┌─ Records for the task
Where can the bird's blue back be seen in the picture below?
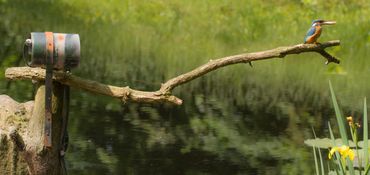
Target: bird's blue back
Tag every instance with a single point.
(310, 32)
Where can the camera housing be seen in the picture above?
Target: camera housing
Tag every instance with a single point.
(66, 50)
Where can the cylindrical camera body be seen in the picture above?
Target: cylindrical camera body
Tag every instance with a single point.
(66, 50)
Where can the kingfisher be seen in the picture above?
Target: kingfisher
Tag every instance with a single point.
(315, 31)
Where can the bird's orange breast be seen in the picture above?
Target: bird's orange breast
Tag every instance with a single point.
(313, 38)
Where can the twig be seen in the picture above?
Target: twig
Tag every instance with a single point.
(164, 93)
└─
• Your task: Reproduce each line above that contains "Where".

• Solution:
Where can the bird's blue back be seen in the picture below?
Where can the camera housing be seen in the picture above?
Where can the cylindrical camera body be seen in the picture above?
Where can the kingfisher be seen in the picture above?
Where can the bird's orange breast be seen in the picture above?
Where can the twig be seen in the picture above?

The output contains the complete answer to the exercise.